──────── RECORDED INFORMATION ────────

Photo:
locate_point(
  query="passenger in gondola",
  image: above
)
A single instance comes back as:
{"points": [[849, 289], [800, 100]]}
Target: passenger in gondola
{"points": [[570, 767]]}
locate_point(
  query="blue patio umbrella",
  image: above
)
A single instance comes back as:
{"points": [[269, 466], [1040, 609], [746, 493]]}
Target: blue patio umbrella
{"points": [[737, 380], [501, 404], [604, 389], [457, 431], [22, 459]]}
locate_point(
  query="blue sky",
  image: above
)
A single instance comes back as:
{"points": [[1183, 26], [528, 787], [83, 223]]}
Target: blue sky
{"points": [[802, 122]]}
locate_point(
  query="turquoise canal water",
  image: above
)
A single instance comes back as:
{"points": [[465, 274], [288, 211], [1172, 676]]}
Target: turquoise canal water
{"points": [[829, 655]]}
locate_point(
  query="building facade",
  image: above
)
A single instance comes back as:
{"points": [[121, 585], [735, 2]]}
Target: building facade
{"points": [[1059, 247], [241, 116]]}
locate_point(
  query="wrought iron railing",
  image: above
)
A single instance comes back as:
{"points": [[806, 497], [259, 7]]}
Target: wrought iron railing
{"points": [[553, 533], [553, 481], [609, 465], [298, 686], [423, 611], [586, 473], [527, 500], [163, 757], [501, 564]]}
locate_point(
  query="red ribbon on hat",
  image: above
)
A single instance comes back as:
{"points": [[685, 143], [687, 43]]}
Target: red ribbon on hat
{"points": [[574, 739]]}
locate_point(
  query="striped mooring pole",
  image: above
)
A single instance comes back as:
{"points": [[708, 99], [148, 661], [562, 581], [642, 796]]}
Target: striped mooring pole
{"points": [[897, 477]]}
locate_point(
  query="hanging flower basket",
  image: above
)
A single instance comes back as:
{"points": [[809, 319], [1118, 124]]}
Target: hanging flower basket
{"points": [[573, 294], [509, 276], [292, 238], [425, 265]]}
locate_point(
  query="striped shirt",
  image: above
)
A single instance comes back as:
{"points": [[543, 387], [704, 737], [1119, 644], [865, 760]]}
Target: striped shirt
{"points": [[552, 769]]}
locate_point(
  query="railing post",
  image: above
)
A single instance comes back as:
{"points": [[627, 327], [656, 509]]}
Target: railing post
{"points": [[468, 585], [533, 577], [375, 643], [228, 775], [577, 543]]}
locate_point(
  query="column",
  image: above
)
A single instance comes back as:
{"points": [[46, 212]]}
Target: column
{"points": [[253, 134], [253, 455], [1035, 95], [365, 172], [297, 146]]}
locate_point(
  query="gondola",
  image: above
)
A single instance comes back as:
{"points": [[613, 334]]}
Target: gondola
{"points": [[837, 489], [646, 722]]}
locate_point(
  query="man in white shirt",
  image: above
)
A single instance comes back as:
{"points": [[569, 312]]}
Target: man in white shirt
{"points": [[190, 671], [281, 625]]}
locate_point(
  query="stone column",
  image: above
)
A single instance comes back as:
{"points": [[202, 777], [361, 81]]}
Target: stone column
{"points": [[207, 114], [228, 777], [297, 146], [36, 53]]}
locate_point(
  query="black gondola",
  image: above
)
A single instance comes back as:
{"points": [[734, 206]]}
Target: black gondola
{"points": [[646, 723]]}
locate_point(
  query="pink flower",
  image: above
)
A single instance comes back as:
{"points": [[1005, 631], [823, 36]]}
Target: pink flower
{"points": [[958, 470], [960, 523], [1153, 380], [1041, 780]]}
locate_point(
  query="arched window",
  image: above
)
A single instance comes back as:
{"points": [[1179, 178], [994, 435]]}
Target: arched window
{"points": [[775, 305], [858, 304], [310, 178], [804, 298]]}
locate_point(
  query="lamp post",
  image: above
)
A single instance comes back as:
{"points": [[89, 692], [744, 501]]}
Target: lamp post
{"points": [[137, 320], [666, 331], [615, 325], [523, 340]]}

────────

● TASK DESCRIPTION: Retype the data in full and match it exactly.

● CORRECT RESPONSE:
Photo:
locate_point(
  query="passenger in gondola",
  image: above
)
A single instance comes back as:
{"points": [[849, 289], [800, 100]]}
Target: passenger in gondola
{"points": [[570, 767]]}
locate_point(
  query="blue patio umbrella",
  image: above
)
A single instance comes back as:
{"points": [[269, 466], [1040, 609], [746, 493]]}
Target: blue patio umbrella
{"points": [[737, 380], [501, 404], [604, 389], [457, 431], [22, 459]]}
locate_point(
  query="blue sky",
  image: above
)
A single instance comes back as:
{"points": [[1183, 26], [528, 787], [83, 223]]}
Target: blue sky
{"points": [[802, 122]]}
locate_point(
  query="turquoise canal water",
  image: above
)
A single instance comes back as:
{"points": [[465, 274], [288, 211], [1172, 676]]}
Target: turquoise canal water
{"points": [[829, 655]]}
locate_point(
  query="building facade",
  image: above
)
A single instance comes back as:
{"points": [[121, 585], [735, 2]]}
Target: building facade
{"points": [[1059, 247], [241, 116]]}
locate_point(
  query="wrought iron railing",
  image: above
)
A single instance comes back as:
{"points": [[806, 497], [259, 7]]}
Target: wrought iron railing
{"points": [[553, 533], [553, 481], [609, 465], [298, 686], [423, 611], [586, 473], [527, 500], [163, 757], [501, 564]]}
locate_point(
  query="red ribbon on hat",
  image: above
)
A single instance comes back as:
{"points": [[685, 143], [687, 43]]}
Target: red ribbon on hat
{"points": [[574, 739]]}
locate_point(
  query="striped mooring pole",
  image: above
)
A single instance comes back as:
{"points": [[708, 99], [148, 661], [562, 581], [642, 796]]}
Target: striped mooring pole
{"points": [[897, 477]]}
locate_point(
  query="hanging flower basket",
  image: above
)
A single instance comes back as:
{"points": [[809, 319], [1118, 124]]}
Target: hanging flower basket
{"points": [[573, 294], [509, 276], [292, 238], [425, 265]]}
locate_point(
  query="striped shirt",
  image: above
)
A single instance comes back as:
{"points": [[543, 387], [704, 737], [1119, 644], [865, 760]]}
Target: striped shirt
{"points": [[552, 769]]}
locate_point(
  query="railing post",
  image: above
)
A single instance comes back as:
{"points": [[627, 327], [656, 509]]}
Target: railing post
{"points": [[468, 585], [533, 577], [375, 643], [228, 775], [577, 543]]}
locate_point(
  query="column",
  image: above
)
A single instance comes back as:
{"points": [[46, 212]]}
Target: column
{"points": [[253, 134], [253, 455], [1035, 95], [365, 172], [297, 146]]}
locate_point(
  query="gondola",
  image: above
)
A single instance comes back as:
{"points": [[613, 334]]}
Target: gondola
{"points": [[837, 489], [646, 722]]}
locate_point(
  query="man in white shirt",
  image: above
)
A single instance comes back as:
{"points": [[569, 312]]}
Target: man in white shirt
{"points": [[190, 671], [281, 625]]}
locate_point(
  query="stone column",
  image: above
)
A single instance comes back as:
{"points": [[202, 777], [361, 81]]}
Target: stone column
{"points": [[207, 114], [228, 777], [297, 146], [36, 53]]}
locate_point(
  query="black gondola",
  image: above
)
A single instance comes back as:
{"points": [[734, 206]]}
Target: black gondola
{"points": [[646, 723]]}
locate_point(
  query="pink flower",
  image: above
)
A single instance comes back as:
{"points": [[1005, 631], [823, 36]]}
Target: pink flower
{"points": [[958, 470], [960, 523], [1153, 380], [1041, 780]]}
locate_point(
  query="arched window",
  image: above
)
A single instance comes back as:
{"points": [[1179, 178], [994, 435]]}
Target: arched window
{"points": [[775, 305], [858, 304], [310, 178], [804, 298]]}
locate_point(
  query="lamp post",
  image: above
)
A single instance comes back as:
{"points": [[89, 692], [744, 501]]}
Target: lamp post
{"points": [[137, 320], [666, 331], [615, 325], [523, 340]]}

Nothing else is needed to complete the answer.